▶ **EXERCISE TASK**
Extract the full set of records, then give each one again exactly.
:: SUPPLIED RECORDS
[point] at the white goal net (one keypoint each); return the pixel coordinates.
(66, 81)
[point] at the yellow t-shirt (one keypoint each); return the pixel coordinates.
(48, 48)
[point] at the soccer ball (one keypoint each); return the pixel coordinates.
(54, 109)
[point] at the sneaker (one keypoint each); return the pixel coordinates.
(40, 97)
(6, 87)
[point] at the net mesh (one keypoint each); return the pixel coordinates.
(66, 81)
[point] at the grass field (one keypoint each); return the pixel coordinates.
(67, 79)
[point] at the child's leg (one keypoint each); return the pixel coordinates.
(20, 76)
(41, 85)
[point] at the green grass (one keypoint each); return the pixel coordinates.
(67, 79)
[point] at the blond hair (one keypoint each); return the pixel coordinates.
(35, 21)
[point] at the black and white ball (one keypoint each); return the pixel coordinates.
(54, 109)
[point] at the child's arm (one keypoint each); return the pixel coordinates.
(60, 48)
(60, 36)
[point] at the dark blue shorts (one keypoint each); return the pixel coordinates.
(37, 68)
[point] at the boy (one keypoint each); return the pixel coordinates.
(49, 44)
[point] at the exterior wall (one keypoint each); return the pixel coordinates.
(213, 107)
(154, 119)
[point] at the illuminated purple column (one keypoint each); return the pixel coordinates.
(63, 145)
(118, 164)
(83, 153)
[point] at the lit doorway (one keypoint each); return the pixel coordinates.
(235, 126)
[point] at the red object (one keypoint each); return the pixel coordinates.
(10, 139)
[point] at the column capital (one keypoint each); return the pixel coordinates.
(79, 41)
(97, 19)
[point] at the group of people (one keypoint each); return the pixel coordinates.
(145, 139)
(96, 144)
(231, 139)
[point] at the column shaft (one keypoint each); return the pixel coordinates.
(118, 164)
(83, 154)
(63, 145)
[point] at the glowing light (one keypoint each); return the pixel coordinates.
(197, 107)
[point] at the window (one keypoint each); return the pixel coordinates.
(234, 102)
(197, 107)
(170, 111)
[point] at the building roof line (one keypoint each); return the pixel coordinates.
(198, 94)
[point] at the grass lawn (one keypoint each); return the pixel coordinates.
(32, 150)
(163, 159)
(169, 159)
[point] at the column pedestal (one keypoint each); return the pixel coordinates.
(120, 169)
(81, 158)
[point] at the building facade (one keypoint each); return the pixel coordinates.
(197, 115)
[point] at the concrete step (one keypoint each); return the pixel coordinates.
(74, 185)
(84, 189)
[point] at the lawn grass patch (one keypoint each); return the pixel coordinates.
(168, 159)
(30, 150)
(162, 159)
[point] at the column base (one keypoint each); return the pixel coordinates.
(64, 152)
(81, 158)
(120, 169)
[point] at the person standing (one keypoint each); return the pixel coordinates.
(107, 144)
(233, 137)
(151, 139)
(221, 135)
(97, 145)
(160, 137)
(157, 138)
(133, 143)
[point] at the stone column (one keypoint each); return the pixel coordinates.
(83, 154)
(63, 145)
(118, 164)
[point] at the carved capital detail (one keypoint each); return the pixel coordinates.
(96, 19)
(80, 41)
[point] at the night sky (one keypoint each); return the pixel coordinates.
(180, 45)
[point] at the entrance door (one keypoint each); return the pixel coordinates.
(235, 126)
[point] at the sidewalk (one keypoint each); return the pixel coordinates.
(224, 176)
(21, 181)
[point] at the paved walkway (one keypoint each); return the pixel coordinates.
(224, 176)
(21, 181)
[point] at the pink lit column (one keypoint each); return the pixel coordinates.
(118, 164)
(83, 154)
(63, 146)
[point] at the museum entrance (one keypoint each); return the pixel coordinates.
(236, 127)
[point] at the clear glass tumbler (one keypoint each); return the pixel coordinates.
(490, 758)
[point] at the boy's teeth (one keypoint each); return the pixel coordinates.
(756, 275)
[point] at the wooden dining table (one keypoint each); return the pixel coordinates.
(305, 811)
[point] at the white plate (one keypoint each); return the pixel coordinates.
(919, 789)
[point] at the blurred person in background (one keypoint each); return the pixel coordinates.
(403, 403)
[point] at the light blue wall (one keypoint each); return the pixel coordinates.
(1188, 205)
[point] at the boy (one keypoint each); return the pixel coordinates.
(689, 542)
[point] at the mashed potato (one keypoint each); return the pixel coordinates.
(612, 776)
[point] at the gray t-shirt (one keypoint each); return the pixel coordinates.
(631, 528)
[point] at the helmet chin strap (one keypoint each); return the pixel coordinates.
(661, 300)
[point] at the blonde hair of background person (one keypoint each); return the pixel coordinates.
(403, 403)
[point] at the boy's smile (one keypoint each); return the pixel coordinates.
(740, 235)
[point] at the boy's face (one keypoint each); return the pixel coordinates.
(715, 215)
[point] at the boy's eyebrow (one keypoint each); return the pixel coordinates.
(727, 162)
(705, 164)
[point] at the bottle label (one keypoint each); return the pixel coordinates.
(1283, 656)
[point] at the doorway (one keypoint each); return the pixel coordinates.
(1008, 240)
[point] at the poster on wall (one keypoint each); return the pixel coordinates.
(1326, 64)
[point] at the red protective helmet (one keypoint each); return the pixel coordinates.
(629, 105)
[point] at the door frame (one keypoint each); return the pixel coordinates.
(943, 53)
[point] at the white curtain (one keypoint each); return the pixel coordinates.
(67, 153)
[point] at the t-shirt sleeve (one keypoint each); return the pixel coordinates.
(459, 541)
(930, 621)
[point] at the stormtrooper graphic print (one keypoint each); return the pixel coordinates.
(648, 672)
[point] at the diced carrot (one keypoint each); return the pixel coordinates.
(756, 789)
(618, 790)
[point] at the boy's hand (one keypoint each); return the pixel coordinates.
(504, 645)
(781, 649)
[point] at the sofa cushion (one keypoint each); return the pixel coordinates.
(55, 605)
::::
▶ **EXERCISE RESPONSE**
[point] at the white goal net (one keypoint each); return the pixel coordinates.
(66, 81)
[point] at the yellow t-shirt (one keypoint each); return the pixel coordinates.
(48, 48)
[point] at the soccer ball (one keypoint each); return the pixel coordinates.
(54, 109)
[point] at the sneaker (one keypoint each); return the pixel coordinates.
(40, 97)
(6, 87)
[point] at the net mesh (one keypoint each); return the pixel coordinates.
(66, 81)
[point] at the grass field (one keypoint each); return the pixel coordinates.
(67, 79)
[point] at the child's leg (one keypoint each); return the pixel coordinates.
(20, 76)
(41, 85)
[point] at the green grass (one keypoint each); return the pixel coordinates.
(67, 79)
[point] at the blond hair (one keypoint each); return the pixel coordinates.
(35, 21)
[point] at the black and white ball (one keypoint each); return the pixel coordinates.
(54, 109)
[point] at the child's arm (one keypoint each); return the pixel coordinates.
(60, 48)
(60, 36)
[point] at the dark blue shorts (one keypoint each); return the pixel coordinates.
(37, 68)
[point] at the boy (one keypoint each); return the pixel coordinates.
(49, 44)
[point] at the exterior wall (one keypoint each); return the pixel coordinates.
(213, 107)
(154, 119)
[point] at the illuminated purple column (one keypoint each); return the pixel coordinates.
(63, 145)
(118, 164)
(83, 153)
[point] at the lit doorway (one keypoint each); return the pixel coordinates.
(235, 126)
[point] at the red object (one keypoint each); return the pixel coordinates.
(10, 139)
[point] at the column capital (one keypoint each); return the pixel coordinates.
(79, 41)
(97, 19)
[point] at the group of people (one keypoint each); return the pixel coordinates.
(145, 139)
(96, 144)
(231, 139)
[point] at the column shaft (one keypoint each); return the pixel coordinates.
(118, 164)
(83, 154)
(63, 145)
[point] at the glowing light (one keypoint each); return the pixel coordinates.
(197, 107)
[point] at the window (one keypoint each); return the pixel coordinates.
(234, 102)
(197, 107)
(170, 111)
[point] at the building roof line (one keypoint each); return the pixel coordinates.
(198, 94)
[point] at the grass lawn (one keypoint each); return the pixel coordinates.
(32, 150)
(163, 159)
(169, 159)
[point] at the column pedestal (one keypoint each); return the pixel coordinates.
(120, 169)
(81, 158)
[point] at the building facade (one keypoint each); return the pixel coordinates.
(197, 115)
[point] at the concrete step (one keypoint each); return the pixel coordinates.
(74, 185)
(84, 189)
[point] at the lawn grass patch (one keypoint each); return the pixel coordinates.
(168, 159)
(30, 150)
(162, 159)
[point] at the column base (one keypoint each); return the pixel coordinates.
(64, 152)
(81, 158)
(120, 169)
[point] at the person standing (one keypoint each); return the pixel coordinates.
(107, 144)
(233, 137)
(151, 139)
(221, 135)
(97, 145)
(160, 137)
(157, 138)
(133, 143)
[point] at the stone column (one keypoint each); return the pixel coordinates.
(83, 154)
(63, 145)
(118, 164)
[point] at the carved capital detail (one keypoint each); return the pixel coordinates.
(96, 19)
(80, 41)
[point] at the night sky (one keypoint each); return the pixel coordinates.
(180, 45)
[point] at the entrance door (one keypoint each); return the pixel coordinates.
(235, 126)
[point] at the sidewalk (one keypoint each); return the pixel coordinates.
(224, 176)
(21, 181)
[point] at the paved walkway (one keypoint each); return the pixel coordinates.
(224, 176)
(21, 181)
[point] at the pink lit column (one keypoint each); return the pixel coordinates.
(118, 164)
(83, 154)
(63, 146)
[point] at the museum entrance (one keypoint each); return the pixel coordinates.
(236, 127)
[point] at the clear glass tumbler (one keypoint each); return the pixel coordinates.
(490, 758)
[point] at the boy's teeth (one keypoint each); return the pixel coordinates.
(756, 275)
[point] at the wooden dining table (one keypoint each); return the pixel coordinates.
(305, 811)
[point] at the white plate (one keypoint each); return the pixel coordinates.
(919, 789)
[point] at the blurred person in background (one keypoint each); return the pixel coordinates.
(403, 403)
[point] at the light blue wall (one keypoint each); return the pixel coordinates.
(1188, 205)
[point] at the boy (one keypoint each); return the pixel coordinates.
(689, 542)
[point] at the mashed potato (one keypoint each); return the pixel coordinates.
(612, 776)
[point] at the gray t-shirt (one keypoint each); return the pixel coordinates.
(631, 528)
[point] at the helmet chin strap (one keypoint each); return the pixel coordinates.
(661, 300)
[point] at the blonde hair of background person (one keypoint each); return the pixel coordinates.
(403, 403)
[point] at the boy's smile (one keypoint each); return the pixel coordinates.
(740, 235)
[point] at the boy's face (one keypoint each); return the pixel coordinates.
(715, 215)
[point] at the boy's eyebrow (one keypoint each); return the pixel coordinates.
(727, 162)
(705, 164)
[point] at the bottle label (one keypoint each); return the pixel coordinates.
(1283, 656)
[point] at the doorway (one keypoint each); return the pixel coordinates.
(1008, 240)
[point] at the poster on wall (one keypoint each); return the pixel coordinates.
(1326, 64)
[point] at the red protective helmet (one keypoint each); return the pixel coordinates.
(629, 105)
[point] at the door frame (one keypoint each); return the pixel coordinates.
(943, 53)
[point] at the white curtain (one keypoint each); return the pixel coordinates.
(67, 153)
[point] at the t-shirt sleeve (one keypoint each); return the pixel coordinates.
(459, 541)
(930, 621)
[point] at the stormtrooper graphic print (one keypoint each); return the pixel coordinates.
(648, 672)
[point] at the diced carrot (one keypoint each); return the pixel coordinates.
(756, 789)
(618, 790)
[point] at the boy's hand (one keypoint each); return the pixel coordinates.
(504, 645)
(781, 649)
[point] at the sofa cushion (one keypoint each); return the pixel coordinates.
(55, 605)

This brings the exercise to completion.